##### Fragmento para leer #####
Retomamos el sendero luego de nuestro frugal almuerzo, vamos sobre las bicicletas llenos de energia, sonrientes.  Nos faltan unos 25 kilometros hasta nuestro destino y lo mejor es que no hay ningun apuro.  El sol es muy fuerte; hay algo de placer en la incomodidad de tener que fruncir el ceño porque no tengo lentes, en la sensación de quemadura sobre la piel (no uso protector solar), en la sed constante que calmo cada tanto y el sudor que corre por la frente.  Luego de una hora, Sean me recuerda que el acostumbra a tomar siestas.  Nos detenemos.  Dejamos las bicicletas al borde del camino y nos acostamos bajo la sombra de unos abetos a leer y dormitar.
##### Registros de datos #####
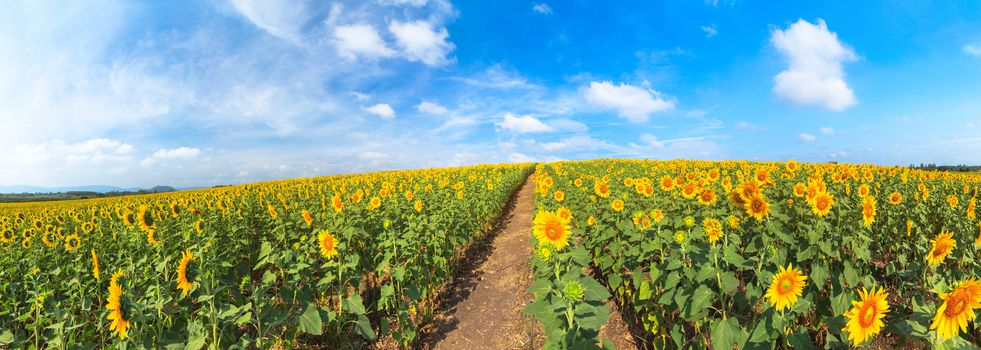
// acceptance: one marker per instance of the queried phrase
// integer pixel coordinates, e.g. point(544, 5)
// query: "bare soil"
point(482, 308)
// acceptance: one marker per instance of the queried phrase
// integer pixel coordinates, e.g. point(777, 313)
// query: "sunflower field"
point(336, 260)
point(738, 254)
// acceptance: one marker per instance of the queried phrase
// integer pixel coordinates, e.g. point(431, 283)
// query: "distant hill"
point(38, 189)
point(9, 194)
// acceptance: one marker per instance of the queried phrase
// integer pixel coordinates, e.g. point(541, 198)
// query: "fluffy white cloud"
point(631, 102)
point(523, 124)
point(542, 8)
point(383, 110)
point(361, 40)
point(710, 30)
point(180, 153)
point(432, 108)
point(421, 42)
point(516, 157)
point(815, 75)
point(972, 49)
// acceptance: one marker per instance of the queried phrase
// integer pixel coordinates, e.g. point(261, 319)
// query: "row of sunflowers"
point(334, 260)
point(738, 254)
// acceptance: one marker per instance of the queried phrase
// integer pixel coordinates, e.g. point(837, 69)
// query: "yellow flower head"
point(551, 229)
point(942, 246)
point(787, 285)
point(327, 243)
point(865, 317)
point(957, 309)
point(183, 282)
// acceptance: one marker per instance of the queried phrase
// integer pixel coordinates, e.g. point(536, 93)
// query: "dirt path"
point(483, 308)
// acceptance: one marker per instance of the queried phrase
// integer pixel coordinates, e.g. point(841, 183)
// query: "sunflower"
point(895, 198)
point(114, 304)
point(822, 204)
point(72, 242)
point(713, 229)
point(183, 283)
point(151, 238)
point(943, 245)
point(601, 189)
point(617, 204)
point(657, 215)
point(787, 285)
point(757, 207)
point(667, 183)
point(865, 317)
point(558, 196)
point(549, 228)
point(328, 245)
point(957, 309)
point(707, 197)
point(565, 214)
point(95, 265)
point(307, 217)
point(868, 211)
point(337, 203)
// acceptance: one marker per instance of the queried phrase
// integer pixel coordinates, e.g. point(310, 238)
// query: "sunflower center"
point(553, 231)
point(956, 304)
point(866, 315)
point(785, 286)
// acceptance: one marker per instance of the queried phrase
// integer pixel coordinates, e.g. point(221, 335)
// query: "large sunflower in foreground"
point(550, 228)
point(757, 207)
point(327, 243)
point(114, 303)
point(183, 283)
point(787, 285)
point(941, 247)
point(868, 210)
point(957, 309)
point(822, 204)
point(865, 317)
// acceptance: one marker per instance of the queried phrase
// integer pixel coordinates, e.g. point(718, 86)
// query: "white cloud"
point(710, 30)
point(631, 102)
point(742, 124)
point(361, 40)
point(581, 144)
point(421, 42)
point(523, 124)
point(972, 49)
point(431, 108)
point(651, 140)
point(180, 153)
point(542, 8)
point(280, 18)
point(372, 155)
point(383, 110)
point(815, 75)
point(516, 157)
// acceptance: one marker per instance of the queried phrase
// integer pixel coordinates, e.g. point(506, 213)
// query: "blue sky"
point(212, 92)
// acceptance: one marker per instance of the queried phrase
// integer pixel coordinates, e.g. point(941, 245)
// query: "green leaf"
point(310, 321)
point(354, 304)
point(645, 291)
point(6, 337)
point(725, 333)
point(364, 329)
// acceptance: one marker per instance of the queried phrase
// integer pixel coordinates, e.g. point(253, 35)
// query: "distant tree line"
point(952, 168)
point(71, 195)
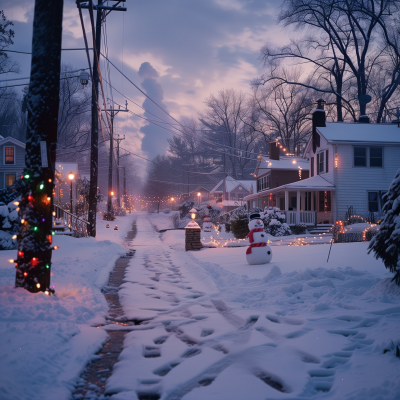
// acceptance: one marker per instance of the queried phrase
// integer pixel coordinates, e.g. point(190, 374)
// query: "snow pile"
point(48, 340)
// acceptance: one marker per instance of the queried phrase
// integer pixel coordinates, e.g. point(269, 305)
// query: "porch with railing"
point(296, 217)
point(63, 219)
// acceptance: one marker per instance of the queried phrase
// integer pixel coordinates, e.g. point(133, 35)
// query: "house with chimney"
point(273, 175)
point(351, 166)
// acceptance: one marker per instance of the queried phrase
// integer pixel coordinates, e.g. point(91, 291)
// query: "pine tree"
point(386, 244)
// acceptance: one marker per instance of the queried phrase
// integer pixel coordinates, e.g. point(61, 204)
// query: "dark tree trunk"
point(35, 236)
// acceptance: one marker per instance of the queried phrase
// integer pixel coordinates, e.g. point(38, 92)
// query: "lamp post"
point(71, 177)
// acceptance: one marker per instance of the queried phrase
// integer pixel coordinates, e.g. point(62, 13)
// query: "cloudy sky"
point(178, 51)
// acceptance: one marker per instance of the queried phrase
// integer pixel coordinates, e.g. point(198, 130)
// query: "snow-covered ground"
point(217, 328)
point(214, 327)
point(46, 341)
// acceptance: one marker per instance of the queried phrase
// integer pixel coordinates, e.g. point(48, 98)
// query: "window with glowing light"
point(9, 155)
point(10, 179)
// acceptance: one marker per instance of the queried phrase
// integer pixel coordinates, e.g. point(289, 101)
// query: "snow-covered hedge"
point(275, 222)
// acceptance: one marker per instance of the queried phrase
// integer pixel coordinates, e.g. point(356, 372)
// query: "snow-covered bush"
point(185, 207)
point(299, 228)
point(239, 223)
point(275, 222)
point(9, 226)
point(213, 211)
point(386, 244)
point(176, 219)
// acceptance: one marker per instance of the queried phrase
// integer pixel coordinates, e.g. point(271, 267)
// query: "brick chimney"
point(319, 121)
point(274, 150)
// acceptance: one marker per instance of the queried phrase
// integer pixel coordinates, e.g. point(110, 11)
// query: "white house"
point(12, 160)
point(236, 190)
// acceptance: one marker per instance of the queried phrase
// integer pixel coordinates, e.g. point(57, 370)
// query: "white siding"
point(353, 183)
point(331, 157)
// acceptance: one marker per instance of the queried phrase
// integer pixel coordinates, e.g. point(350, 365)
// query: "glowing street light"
point(71, 177)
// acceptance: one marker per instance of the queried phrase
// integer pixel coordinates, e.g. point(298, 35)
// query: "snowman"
point(258, 252)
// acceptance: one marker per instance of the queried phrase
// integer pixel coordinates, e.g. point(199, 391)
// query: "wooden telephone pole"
point(33, 264)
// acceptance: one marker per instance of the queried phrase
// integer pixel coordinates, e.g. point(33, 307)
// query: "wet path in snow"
point(91, 384)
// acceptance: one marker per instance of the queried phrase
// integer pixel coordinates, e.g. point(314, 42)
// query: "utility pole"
point(102, 12)
point(33, 264)
point(110, 160)
point(118, 186)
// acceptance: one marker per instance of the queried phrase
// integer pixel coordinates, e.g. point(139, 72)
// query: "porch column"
point(312, 201)
point(298, 208)
point(286, 200)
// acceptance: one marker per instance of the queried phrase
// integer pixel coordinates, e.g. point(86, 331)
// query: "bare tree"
point(284, 110)
point(227, 118)
point(348, 38)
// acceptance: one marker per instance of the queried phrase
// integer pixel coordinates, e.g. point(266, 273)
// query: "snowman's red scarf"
point(250, 235)
point(248, 251)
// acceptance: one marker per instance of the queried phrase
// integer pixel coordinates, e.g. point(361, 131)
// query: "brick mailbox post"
point(192, 234)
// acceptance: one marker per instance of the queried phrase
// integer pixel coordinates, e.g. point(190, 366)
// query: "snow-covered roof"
point(356, 132)
point(232, 184)
point(66, 168)
point(284, 162)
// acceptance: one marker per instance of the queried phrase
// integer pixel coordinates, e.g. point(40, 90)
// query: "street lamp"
point(71, 177)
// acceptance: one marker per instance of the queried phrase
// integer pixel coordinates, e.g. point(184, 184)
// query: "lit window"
point(375, 157)
point(360, 156)
point(9, 155)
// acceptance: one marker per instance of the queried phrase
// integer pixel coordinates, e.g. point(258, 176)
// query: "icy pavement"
point(216, 328)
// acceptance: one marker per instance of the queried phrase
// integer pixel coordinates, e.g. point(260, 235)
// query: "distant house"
point(351, 166)
point(273, 174)
point(62, 192)
point(12, 160)
point(236, 191)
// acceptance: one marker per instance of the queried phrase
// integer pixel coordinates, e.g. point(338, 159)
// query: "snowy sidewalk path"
point(300, 330)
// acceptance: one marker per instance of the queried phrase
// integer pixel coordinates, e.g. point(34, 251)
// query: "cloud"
point(154, 140)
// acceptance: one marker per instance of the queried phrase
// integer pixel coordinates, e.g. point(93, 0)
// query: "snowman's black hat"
point(254, 216)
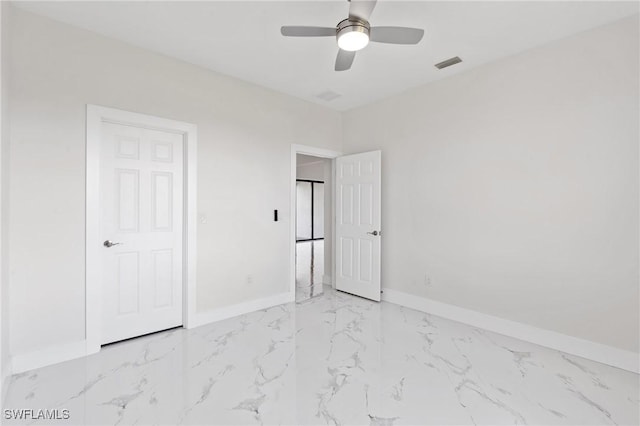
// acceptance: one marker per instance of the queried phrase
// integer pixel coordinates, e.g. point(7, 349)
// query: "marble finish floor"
point(309, 269)
point(334, 359)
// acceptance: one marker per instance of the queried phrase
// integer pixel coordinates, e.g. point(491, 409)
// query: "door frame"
point(312, 182)
point(316, 152)
point(96, 115)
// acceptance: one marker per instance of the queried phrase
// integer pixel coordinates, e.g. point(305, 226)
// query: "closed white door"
point(141, 222)
point(358, 182)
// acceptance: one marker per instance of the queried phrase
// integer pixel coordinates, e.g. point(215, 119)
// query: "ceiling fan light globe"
point(352, 41)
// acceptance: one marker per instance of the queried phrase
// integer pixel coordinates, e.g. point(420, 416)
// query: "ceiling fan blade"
point(301, 31)
point(361, 9)
point(396, 35)
point(344, 60)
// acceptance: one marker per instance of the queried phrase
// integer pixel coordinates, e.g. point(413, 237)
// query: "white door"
point(141, 222)
point(358, 181)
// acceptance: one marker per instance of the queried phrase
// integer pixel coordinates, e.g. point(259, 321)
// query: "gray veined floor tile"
point(335, 359)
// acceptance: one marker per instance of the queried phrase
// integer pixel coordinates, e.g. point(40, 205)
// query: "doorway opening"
point(313, 217)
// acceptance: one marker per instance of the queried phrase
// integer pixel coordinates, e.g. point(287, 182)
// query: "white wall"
point(321, 170)
point(4, 133)
point(512, 189)
point(244, 141)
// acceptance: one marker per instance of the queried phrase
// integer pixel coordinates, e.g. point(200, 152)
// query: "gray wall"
point(244, 142)
point(512, 189)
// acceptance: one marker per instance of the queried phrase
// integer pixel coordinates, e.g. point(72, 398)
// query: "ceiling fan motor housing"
point(352, 25)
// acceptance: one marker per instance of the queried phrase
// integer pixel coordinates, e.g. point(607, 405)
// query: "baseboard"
point(203, 318)
point(48, 356)
point(609, 355)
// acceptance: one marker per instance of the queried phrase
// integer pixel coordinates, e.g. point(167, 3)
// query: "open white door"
point(358, 181)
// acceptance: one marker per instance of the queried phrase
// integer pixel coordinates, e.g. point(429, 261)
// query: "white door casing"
point(358, 220)
point(141, 200)
point(97, 117)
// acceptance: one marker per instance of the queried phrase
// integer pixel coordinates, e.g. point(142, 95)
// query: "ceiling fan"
point(354, 33)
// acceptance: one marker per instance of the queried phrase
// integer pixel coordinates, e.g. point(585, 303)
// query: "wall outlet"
point(427, 280)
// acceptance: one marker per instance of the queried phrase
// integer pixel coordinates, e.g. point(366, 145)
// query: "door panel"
point(358, 186)
point(141, 194)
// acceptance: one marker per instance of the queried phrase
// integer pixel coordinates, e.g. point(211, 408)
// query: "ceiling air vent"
point(328, 95)
point(448, 62)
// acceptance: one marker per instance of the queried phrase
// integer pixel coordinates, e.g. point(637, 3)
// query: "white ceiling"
point(242, 38)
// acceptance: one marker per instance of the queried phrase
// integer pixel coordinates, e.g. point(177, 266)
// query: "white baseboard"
point(68, 351)
point(609, 355)
point(48, 356)
point(203, 318)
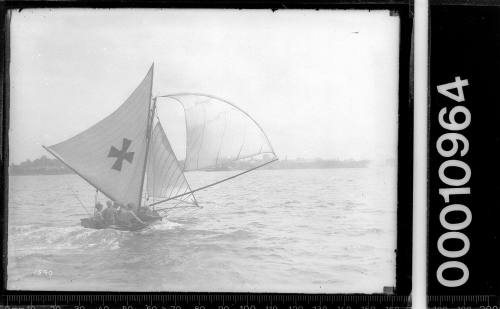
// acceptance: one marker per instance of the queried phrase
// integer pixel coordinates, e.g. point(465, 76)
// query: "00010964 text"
point(456, 120)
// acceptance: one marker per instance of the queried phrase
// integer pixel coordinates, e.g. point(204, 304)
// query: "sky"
point(322, 84)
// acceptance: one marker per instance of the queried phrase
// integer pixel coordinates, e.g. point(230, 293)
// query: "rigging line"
point(149, 124)
point(222, 100)
point(221, 140)
point(215, 183)
point(76, 172)
point(81, 203)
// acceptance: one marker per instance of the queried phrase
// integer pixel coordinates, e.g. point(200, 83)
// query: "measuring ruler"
point(204, 301)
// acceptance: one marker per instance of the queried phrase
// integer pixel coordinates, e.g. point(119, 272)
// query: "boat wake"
point(28, 239)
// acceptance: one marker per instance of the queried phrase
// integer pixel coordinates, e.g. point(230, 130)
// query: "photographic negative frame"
point(402, 9)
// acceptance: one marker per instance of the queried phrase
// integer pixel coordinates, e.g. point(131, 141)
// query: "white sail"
point(111, 154)
point(219, 135)
point(165, 177)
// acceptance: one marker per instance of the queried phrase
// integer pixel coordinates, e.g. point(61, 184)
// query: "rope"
point(81, 203)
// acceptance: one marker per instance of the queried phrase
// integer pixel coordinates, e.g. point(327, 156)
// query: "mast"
point(148, 138)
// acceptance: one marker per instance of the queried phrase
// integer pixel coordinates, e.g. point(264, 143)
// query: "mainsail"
point(121, 153)
point(111, 154)
point(219, 135)
point(165, 177)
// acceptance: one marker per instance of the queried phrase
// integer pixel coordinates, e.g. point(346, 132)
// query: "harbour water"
point(305, 230)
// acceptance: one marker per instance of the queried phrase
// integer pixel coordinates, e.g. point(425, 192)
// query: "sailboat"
point(128, 157)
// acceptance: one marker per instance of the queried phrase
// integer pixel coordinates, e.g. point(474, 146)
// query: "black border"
point(404, 8)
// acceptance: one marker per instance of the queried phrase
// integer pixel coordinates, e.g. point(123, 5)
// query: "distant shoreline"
point(47, 166)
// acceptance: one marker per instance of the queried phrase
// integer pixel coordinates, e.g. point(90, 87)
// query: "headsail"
point(111, 154)
point(220, 136)
point(165, 177)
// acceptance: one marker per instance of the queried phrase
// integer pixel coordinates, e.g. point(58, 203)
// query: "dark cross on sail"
point(121, 155)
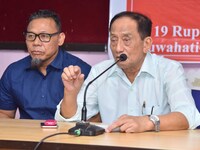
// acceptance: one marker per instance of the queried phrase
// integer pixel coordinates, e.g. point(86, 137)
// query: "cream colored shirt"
point(160, 83)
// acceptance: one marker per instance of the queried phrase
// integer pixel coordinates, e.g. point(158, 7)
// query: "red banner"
point(176, 27)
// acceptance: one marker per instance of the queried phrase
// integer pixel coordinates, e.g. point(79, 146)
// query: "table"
point(25, 134)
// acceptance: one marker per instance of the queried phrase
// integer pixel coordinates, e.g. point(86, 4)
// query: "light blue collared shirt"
point(160, 83)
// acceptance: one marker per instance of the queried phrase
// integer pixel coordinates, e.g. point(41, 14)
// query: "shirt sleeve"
point(180, 97)
point(6, 96)
point(91, 101)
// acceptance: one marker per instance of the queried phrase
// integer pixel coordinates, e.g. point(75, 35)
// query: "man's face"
point(44, 51)
point(124, 38)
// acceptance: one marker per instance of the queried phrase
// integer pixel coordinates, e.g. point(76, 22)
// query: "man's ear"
point(147, 44)
point(61, 39)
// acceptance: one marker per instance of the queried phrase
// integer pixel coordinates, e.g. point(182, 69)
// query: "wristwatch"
point(156, 121)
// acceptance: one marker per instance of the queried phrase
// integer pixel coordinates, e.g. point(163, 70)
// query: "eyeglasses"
point(44, 37)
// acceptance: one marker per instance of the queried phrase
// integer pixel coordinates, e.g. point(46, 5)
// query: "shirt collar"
point(147, 67)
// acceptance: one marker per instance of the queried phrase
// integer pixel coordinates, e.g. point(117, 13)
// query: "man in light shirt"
point(143, 93)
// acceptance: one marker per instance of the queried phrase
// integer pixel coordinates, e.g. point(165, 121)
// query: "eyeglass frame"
point(38, 35)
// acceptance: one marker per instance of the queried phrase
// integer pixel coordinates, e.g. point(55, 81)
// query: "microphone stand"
point(85, 128)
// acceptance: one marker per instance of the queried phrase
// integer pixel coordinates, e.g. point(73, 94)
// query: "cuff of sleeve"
point(59, 117)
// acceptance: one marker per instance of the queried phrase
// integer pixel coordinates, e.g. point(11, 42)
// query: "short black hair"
point(143, 22)
point(44, 13)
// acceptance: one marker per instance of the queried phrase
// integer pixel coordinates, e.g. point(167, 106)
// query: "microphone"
point(85, 128)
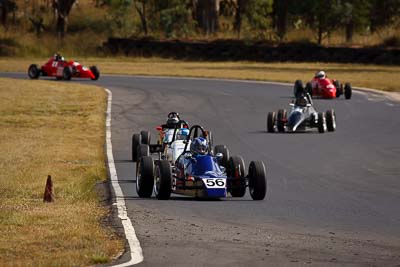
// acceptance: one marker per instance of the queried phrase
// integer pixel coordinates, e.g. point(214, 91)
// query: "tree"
point(62, 9)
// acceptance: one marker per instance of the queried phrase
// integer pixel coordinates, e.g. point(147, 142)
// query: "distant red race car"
point(323, 87)
point(63, 70)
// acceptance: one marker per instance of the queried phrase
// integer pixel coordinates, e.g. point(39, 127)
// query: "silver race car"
point(301, 117)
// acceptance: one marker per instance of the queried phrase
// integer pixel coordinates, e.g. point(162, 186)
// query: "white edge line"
point(136, 252)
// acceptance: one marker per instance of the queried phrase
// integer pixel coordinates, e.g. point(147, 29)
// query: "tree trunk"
point(349, 31)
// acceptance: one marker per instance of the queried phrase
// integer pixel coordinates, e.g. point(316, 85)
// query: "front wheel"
point(33, 71)
point(257, 180)
point(271, 122)
point(163, 180)
point(96, 72)
point(235, 172)
point(145, 177)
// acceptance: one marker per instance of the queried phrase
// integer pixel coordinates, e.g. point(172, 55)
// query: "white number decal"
point(214, 182)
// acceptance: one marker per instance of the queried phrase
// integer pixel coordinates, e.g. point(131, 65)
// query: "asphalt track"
point(332, 199)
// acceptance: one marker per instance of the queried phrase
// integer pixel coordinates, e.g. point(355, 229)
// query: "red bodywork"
point(323, 88)
point(55, 68)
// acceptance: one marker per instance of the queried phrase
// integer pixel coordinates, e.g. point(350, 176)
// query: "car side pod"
point(257, 180)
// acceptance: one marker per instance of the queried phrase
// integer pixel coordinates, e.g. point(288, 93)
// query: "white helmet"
point(320, 74)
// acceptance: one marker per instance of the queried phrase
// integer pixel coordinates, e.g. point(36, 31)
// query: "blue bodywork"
point(206, 169)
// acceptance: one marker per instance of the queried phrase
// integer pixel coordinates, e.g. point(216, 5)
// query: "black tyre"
point(95, 72)
point(225, 154)
point(236, 172)
point(257, 180)
point(145, 177)
point(135, 146)
point(309, 88)
point(298, 88)
point(347, 91)
point(281, 120)
point(33, 71)
point(331, 120)
point(163, 180)
point(321, 122)
point(143, 151)
point(67, 73)
point(271, 122)
point(145, 137)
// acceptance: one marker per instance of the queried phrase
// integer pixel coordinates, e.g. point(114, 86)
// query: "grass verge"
point(52, 128)
point(372, 76)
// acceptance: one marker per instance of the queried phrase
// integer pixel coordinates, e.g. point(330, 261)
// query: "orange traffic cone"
point(48, 191)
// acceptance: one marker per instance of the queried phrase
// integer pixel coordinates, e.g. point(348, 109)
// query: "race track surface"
point(332, 199)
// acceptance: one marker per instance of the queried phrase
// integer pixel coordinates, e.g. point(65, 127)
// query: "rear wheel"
point(321, 122)
point(298, 88)
point(135, 146)
point(163, 180)
point(331, 120)
point(271, 122)
point(95, 72)
point(225, 154)
point(235, 172)
point(145, 137)
point(347, 91)
point(33, 71)
point(67, 73)
point(281, 120)
point(145, 177)
point(257, 180)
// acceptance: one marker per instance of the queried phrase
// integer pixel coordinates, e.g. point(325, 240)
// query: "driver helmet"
point(320, 74)
point(182, 134)
point(171, 122)
point(199, 146)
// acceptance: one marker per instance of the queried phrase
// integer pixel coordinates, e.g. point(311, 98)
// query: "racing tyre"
point(225, 154)
point(143, 151)
point(145, 177)
point(309, 88)
point(347, 90)
point(95, 72)
point(271, 122)
point(235, 173)
point(163, 180)
point(33, 71)
point(67, 73)
point(145, 137)
point(331, 120)
point(321, 122)
point(281, 120)
point(339, 91)
point(135, 146)
point(257, 180)
point(298, 88)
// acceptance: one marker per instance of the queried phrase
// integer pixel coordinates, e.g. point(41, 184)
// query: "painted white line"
point(136, 252)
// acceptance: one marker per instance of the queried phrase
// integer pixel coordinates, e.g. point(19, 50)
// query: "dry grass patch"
point(372, 76)
point(58, 129)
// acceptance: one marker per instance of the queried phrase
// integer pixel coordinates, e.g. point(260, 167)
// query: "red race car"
point(321, 86)
point(63, 70)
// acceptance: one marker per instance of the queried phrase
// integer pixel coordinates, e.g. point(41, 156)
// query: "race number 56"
point(214, 182)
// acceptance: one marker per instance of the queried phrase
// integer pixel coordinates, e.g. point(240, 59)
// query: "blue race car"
point(200, 172)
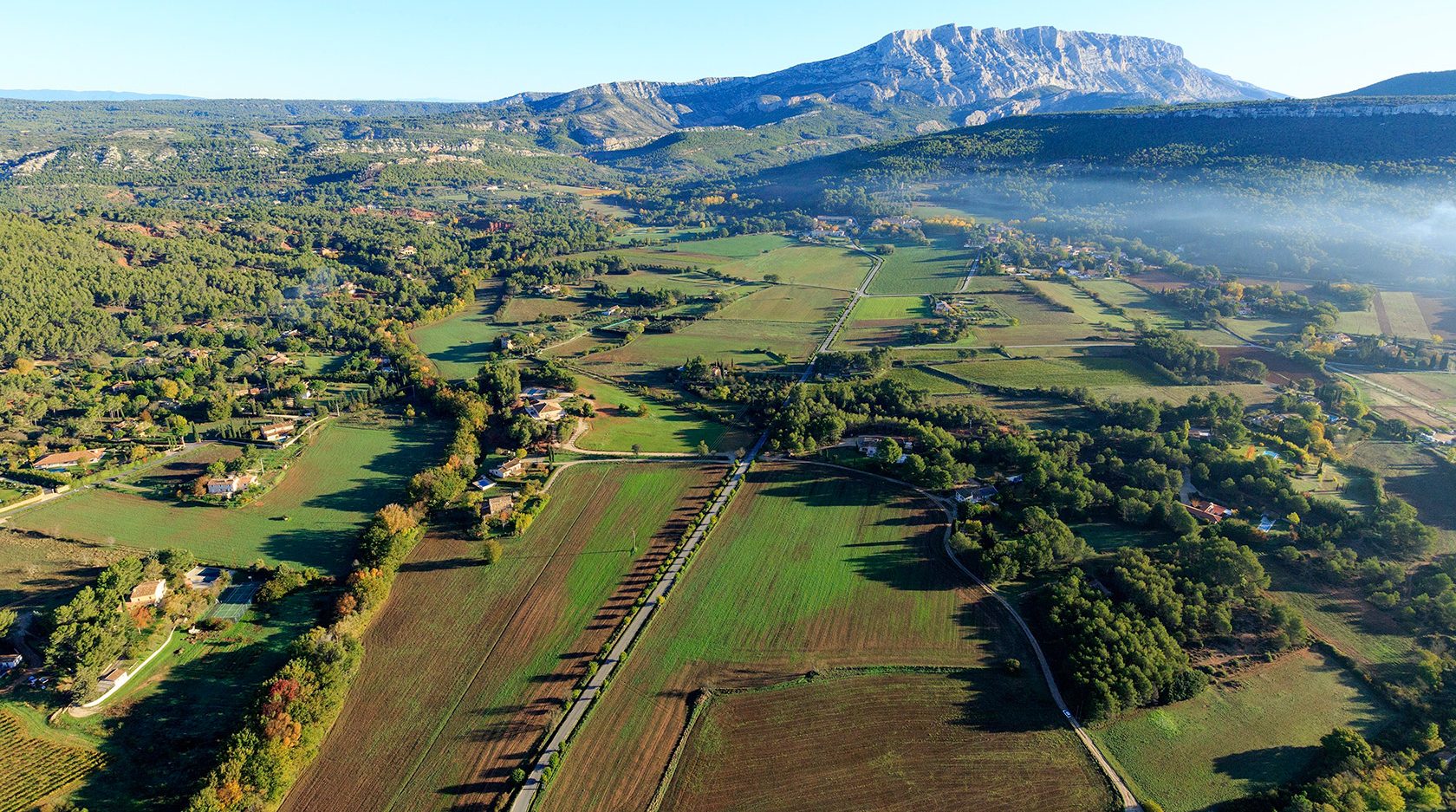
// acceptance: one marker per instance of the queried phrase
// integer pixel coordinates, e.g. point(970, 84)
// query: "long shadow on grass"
point(162, 747)
point(1269, 766)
#####
#### Trabajo pendiente
(a) Cita textualmente un pasaje del relato del paseo en bicicleta: empieza en las palabras "Retomamos el sendero" y detente después de "leer y dormitar.".
(b) Responde con base en el relato del paseo en bicicleta:
(i) ¿Cuántos kilómetros faltan hasta el destino?
(ii) ¿Bajo la sombra de qué árboles se acuestan?
(iii) ¿Cuánto tiempo pasa antes de que Sean recuerde que acostumbra tomar siestas?
(c) Indica si cada afirmación coincide con el relato del paseo en bicicleta. Contesta sí o no y cita las palabras del relato que lo deciden.
(i) Tienen prisa por llegar a su destino.
(ii) Quien narra se pone protector solar.
(iii) Dejan las bicicletas al borde del camino.

#### Respuestas del ejercicio
(a)
Retomamos el sendero luego de nuestro frugal almuerzo, vamos sobre las bicicletas llenos de energia, sonrientes.  Nos faltan unos 25 kilometros hasta nuestro destino y lo mejor es que no hay ningun apuro.  El sol es muy fuerte; hay algo de placer en la incomodidad de tener que fruncir el ceño porque no tengo lentes, en la sensación de quemadura sobre la piel (no uso protector solar), en la sed constante que calmo cada tanto y el sudor que corre por la frente.  Luego de una hora, Sean me recuerda que el acostumbra a tomar siestas.  Nos detenemos.  Dejamos las bicicletas al borde del camino y nos acostamos bajo la sombra de unos abetos a leer y dormitar.

(b)
(i) Unos 25 kilómetros.
(ii) Unos abetos.
(iii) Una hora.

(c)
(i) No: "lo mejor es que no hay ningun apuro".
(ii) No: "no uso protector solar".
(iii) Sí: "Dejamos las bicicletas al borde del camino".